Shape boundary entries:
-- -- --
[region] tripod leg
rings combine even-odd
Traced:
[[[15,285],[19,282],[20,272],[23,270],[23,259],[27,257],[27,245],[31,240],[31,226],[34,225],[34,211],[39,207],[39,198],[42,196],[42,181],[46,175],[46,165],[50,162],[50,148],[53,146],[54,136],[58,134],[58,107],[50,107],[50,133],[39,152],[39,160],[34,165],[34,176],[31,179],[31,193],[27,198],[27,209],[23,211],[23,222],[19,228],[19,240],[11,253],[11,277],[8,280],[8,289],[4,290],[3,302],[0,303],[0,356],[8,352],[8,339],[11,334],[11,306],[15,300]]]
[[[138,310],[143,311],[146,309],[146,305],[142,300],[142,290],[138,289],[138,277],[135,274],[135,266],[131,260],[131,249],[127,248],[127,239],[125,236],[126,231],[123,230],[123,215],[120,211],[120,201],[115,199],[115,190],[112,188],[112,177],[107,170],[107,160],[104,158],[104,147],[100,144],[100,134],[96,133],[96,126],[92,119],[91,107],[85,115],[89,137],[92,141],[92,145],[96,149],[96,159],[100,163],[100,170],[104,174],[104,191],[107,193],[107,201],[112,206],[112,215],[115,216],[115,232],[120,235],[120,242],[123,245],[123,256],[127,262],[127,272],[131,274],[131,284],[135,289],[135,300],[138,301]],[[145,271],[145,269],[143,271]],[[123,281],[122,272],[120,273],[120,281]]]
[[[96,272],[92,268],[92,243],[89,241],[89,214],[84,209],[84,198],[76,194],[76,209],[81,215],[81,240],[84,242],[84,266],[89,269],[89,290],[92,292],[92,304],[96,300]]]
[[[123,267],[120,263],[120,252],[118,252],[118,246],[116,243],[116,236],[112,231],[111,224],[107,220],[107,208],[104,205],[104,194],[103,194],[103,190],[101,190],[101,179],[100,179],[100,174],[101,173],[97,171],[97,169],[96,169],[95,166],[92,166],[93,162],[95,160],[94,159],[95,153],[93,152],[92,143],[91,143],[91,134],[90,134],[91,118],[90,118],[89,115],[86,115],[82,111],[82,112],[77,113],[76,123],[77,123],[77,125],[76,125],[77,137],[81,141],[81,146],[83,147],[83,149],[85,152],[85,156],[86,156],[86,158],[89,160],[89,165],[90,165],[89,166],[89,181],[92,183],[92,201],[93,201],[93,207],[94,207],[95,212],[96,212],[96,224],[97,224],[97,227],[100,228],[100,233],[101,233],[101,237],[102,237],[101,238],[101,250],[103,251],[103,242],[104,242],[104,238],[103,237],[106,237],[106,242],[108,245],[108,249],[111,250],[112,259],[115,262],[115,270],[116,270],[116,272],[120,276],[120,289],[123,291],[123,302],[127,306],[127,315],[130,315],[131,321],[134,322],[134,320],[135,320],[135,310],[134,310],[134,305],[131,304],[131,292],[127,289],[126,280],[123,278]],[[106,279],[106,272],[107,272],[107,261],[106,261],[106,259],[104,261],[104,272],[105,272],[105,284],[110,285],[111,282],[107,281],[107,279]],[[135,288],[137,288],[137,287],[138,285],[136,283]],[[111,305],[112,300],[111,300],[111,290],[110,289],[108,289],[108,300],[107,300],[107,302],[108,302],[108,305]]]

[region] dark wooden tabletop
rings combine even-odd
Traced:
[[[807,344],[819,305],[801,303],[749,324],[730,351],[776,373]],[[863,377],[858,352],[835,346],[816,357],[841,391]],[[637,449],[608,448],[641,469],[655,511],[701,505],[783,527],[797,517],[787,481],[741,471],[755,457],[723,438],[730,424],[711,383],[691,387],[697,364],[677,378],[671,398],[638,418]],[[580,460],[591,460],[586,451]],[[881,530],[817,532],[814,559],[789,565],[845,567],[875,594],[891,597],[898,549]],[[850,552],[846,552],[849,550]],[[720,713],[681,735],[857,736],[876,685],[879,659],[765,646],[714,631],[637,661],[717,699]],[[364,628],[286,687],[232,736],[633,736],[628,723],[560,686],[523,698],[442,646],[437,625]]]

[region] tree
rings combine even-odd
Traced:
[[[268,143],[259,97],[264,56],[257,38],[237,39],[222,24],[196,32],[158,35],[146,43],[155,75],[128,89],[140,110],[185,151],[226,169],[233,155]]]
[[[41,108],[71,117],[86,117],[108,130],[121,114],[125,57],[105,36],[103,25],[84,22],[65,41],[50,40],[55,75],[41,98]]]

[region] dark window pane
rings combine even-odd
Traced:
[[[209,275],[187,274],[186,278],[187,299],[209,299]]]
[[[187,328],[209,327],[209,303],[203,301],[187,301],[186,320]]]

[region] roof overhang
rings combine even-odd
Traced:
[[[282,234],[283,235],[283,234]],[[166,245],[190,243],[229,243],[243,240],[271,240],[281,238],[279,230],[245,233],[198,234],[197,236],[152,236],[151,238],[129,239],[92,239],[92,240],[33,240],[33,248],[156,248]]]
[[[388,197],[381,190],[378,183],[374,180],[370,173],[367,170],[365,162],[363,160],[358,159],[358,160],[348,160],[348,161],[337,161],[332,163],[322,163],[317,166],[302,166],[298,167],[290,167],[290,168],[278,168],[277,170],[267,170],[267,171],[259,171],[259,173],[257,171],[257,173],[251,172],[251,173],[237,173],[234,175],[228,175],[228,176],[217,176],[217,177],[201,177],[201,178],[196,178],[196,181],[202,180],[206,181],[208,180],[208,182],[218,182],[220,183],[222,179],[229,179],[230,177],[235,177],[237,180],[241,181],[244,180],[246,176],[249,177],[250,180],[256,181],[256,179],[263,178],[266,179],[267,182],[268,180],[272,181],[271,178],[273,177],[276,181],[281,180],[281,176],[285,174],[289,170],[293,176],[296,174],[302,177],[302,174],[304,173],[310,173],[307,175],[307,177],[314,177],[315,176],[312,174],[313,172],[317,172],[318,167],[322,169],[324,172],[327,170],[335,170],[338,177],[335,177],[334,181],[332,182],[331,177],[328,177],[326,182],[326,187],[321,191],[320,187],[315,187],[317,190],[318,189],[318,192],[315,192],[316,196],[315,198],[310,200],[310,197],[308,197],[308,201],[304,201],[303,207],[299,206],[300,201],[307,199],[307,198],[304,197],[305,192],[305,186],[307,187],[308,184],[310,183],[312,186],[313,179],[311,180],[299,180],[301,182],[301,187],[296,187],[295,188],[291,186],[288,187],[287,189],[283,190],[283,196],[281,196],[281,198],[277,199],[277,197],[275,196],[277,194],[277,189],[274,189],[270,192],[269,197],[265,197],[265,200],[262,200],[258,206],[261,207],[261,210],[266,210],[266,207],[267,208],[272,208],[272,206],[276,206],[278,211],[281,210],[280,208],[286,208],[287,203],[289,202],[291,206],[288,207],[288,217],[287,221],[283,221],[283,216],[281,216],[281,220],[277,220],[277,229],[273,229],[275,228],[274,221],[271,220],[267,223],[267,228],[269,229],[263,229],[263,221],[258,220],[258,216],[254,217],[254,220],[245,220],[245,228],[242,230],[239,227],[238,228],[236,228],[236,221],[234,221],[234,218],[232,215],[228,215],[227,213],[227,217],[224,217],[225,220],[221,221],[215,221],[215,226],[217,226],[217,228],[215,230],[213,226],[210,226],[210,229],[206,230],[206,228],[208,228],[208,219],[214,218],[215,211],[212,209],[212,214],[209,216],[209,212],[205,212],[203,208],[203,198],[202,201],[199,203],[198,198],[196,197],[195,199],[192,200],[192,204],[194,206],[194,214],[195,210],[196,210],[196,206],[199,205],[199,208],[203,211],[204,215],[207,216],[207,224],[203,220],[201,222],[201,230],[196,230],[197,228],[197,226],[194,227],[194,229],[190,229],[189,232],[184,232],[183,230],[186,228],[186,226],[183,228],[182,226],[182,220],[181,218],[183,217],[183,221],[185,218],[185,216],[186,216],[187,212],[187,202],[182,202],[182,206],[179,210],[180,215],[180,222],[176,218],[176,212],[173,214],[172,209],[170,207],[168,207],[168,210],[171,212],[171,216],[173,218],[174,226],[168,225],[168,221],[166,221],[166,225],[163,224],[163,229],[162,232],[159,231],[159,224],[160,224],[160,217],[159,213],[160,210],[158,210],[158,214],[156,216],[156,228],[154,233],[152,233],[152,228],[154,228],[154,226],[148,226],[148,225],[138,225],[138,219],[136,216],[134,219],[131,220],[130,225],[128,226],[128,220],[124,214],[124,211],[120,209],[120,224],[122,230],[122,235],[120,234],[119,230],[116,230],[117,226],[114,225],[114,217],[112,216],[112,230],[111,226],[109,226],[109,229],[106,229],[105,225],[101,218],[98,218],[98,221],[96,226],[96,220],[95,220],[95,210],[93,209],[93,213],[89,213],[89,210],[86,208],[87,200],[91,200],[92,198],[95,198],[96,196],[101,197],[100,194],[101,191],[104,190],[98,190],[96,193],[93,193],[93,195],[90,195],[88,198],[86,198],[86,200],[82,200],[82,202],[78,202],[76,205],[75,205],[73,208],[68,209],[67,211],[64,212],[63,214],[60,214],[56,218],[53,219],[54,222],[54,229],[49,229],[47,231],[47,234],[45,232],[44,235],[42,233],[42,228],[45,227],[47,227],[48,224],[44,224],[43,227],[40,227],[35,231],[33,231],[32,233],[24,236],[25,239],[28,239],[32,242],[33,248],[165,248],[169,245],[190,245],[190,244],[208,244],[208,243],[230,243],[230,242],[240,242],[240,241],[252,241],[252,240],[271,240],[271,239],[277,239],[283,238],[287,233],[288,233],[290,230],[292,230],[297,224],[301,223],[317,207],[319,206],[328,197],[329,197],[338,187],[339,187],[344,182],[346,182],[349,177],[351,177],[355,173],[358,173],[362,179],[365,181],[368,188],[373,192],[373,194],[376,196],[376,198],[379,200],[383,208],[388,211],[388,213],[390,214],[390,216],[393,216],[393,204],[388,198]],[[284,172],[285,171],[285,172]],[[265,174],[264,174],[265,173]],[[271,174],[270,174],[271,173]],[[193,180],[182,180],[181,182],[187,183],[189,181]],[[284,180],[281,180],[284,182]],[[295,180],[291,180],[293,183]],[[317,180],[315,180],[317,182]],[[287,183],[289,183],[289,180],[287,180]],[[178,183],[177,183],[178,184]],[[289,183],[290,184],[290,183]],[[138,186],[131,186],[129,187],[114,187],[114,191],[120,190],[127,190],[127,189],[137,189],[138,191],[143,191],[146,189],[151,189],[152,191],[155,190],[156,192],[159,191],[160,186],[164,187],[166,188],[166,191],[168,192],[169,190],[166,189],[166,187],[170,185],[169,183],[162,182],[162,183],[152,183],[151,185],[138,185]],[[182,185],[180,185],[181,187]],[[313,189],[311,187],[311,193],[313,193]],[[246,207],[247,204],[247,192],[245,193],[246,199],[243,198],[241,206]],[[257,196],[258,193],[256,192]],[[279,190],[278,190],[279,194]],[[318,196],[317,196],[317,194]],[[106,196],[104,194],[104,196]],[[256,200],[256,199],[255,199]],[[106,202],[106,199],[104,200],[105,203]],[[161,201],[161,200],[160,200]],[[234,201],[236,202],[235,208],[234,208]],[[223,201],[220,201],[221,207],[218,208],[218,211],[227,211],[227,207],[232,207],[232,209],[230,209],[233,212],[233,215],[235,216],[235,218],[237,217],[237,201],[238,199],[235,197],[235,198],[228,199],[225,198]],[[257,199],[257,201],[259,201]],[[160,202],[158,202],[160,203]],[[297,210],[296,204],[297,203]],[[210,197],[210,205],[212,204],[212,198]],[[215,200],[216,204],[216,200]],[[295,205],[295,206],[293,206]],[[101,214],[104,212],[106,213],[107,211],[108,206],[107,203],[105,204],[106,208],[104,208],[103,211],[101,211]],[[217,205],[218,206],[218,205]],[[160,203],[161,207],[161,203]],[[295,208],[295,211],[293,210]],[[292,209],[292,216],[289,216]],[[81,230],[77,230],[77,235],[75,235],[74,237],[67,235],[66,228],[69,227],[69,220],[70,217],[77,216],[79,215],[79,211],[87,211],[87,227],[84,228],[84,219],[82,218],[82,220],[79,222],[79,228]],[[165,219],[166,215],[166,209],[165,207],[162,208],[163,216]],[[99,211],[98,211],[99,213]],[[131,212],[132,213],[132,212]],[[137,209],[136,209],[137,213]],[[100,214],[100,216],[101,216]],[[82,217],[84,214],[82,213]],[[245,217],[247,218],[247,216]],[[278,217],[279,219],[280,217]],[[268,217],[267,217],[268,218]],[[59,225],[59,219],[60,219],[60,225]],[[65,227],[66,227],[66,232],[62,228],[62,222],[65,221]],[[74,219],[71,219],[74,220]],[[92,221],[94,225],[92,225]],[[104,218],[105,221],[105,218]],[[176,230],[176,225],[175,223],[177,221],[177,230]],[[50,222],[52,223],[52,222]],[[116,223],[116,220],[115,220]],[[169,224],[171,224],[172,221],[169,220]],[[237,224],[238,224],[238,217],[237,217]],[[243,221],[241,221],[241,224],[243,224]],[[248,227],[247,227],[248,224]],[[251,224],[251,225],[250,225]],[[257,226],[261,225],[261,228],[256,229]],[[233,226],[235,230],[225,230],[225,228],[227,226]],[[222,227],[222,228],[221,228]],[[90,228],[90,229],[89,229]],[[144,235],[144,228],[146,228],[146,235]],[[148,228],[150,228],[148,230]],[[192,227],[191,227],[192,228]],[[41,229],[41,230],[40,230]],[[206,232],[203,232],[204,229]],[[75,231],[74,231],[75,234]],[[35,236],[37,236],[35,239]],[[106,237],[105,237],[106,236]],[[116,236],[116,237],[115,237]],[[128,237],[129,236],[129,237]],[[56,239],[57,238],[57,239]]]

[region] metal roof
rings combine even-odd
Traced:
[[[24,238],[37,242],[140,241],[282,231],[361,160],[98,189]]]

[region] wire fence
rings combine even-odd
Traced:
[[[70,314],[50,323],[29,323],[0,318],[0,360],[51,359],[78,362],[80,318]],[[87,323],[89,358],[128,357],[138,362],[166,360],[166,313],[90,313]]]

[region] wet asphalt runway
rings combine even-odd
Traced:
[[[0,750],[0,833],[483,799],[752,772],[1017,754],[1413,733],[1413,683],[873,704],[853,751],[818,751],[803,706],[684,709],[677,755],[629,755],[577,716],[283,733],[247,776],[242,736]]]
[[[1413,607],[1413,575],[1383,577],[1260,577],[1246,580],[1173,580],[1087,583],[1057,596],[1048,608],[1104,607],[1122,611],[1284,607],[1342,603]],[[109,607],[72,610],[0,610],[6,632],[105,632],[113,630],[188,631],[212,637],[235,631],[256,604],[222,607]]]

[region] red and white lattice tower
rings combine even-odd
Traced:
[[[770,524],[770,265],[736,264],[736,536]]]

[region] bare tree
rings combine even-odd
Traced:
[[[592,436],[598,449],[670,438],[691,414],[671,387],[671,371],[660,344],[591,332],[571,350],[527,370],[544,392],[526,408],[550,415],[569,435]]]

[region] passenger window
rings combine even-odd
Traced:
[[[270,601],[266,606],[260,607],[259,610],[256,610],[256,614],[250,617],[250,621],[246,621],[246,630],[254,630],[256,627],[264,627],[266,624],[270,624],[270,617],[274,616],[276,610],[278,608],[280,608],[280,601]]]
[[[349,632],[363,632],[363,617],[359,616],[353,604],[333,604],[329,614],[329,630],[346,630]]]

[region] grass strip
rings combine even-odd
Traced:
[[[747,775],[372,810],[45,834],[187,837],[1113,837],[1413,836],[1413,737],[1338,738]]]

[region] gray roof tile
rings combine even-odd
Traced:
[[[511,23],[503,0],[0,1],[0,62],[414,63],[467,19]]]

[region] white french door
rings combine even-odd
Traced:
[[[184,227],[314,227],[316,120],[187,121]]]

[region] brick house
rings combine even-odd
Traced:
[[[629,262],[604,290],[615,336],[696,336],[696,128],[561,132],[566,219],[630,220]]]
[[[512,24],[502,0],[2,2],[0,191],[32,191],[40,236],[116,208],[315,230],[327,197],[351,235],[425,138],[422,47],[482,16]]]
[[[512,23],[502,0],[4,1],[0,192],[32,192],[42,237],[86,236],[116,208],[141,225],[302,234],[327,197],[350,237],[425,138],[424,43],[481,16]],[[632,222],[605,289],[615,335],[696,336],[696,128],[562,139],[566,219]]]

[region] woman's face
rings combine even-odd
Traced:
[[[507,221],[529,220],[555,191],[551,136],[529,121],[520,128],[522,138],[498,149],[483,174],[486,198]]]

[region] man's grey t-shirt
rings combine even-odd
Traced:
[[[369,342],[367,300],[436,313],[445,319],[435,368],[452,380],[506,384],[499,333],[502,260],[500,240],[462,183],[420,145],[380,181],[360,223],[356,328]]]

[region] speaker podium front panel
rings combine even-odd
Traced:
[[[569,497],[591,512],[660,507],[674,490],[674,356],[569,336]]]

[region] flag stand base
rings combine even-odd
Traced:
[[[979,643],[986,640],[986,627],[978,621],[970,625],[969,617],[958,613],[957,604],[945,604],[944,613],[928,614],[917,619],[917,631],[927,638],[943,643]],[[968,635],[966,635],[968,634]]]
-- -- --
## Exercise aim
Beginning at the line that contains "[region] gray roof tile", retype each line of the listing up to and including the last one, exactly as it stands, and nothing else.

## Written solution
[region] gray roof tile
rings combine even-odd
Traced:
[[[511,23],[503,0],[0,1],[0,62],[414,63],[467,19]]]

[region] white french door
rings combine even-odd
Traced:
[[[184,227],[314,227],[316,120],[187,121]]]

[region] brick house
rings combine even-odd
Traced:
[[[629,262],[604,290],[615,336],[696,336],[696,128],[561,132],[566,219],[630,220]]]
[[[512,24],[502,0],[2,2],[0,191],[32,191],[40,236],[116,208],[315,230],[327,197],[351,235],[425,138],[422,47],[482,16]]]
[[[512,23],[502,0],[4,1],[0,192],[32,192],[42,237],[86,236],[116,208],[141,225],[302,234],[327,197],[350,237],[425,138],[424,43],[481,16]],[[632,222],[605,289],[615,335],[696,336],[696,128],[562,139],[566,219]]]

[region] woman's face
rings combine even-odd
Traced:
[[[507,221],[529,220],[555,191],[551,136],[529,121],[520,128],[522,138],[498,149],[483,174],[486,198]]]

[region] man's grey t-shirt
rings combine even-odd
Traced:
[[[369,342],[367,300],[436,313],[445,319],[435,368],[452,380],[506,384],[499,333],[502,260],[500,240],[462,183],[420,145],[380,181],[360,223],[356,328]]]

[region] speaker podium front panel
rings combine even-odd
Traced:
[[[569,497],[591,512],[660,507],[674,490],[674,356],[569,336]]]

[region] flag stand base
rings combine even-odd
Traced:
[[[979,643],[986,640],[986,627],[978,621],[970,625],[969,617],[958,613],[957,604],[945,604],[944,613],[928,614],[917,619],[917,631],[927,638],[943,643]],[[968,635],[966,635],[968,634]]]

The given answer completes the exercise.